_TASK MATERIAL_.
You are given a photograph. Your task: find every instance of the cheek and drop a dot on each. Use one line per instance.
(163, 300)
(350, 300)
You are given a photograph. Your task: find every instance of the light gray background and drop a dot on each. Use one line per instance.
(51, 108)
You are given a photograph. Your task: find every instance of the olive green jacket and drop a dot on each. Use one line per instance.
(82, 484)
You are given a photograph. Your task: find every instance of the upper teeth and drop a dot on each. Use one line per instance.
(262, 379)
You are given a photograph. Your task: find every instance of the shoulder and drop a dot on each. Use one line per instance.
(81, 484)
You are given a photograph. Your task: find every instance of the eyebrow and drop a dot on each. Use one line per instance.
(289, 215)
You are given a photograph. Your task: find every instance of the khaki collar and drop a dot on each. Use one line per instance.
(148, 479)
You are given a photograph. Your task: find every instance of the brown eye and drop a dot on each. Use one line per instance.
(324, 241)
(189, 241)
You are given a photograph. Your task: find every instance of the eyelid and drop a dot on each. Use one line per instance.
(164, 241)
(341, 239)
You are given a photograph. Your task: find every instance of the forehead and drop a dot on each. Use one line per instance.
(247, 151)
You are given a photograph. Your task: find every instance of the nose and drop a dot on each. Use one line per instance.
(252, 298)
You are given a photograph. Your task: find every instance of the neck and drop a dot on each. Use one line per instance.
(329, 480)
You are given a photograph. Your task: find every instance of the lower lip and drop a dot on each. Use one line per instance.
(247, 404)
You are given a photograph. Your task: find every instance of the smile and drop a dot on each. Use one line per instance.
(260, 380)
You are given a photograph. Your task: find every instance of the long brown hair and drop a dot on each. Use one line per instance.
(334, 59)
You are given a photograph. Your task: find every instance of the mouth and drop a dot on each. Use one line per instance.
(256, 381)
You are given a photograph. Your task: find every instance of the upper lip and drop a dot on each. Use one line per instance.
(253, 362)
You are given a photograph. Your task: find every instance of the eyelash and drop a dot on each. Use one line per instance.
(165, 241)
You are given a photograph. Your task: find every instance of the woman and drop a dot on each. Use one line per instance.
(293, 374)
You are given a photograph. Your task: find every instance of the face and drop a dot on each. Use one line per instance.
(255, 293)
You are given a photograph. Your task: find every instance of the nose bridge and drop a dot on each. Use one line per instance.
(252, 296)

_WHAT IS EXPECTED_.
Print the lines of the material, exactly and only, from the line that contains "the nose bridge" down to and including the final line.

_ANSWER SECTION_.
You are given a photograph. Your task: find every instance of the nose bridge and drop a dot on each. Use one line per instance.
(252, 296)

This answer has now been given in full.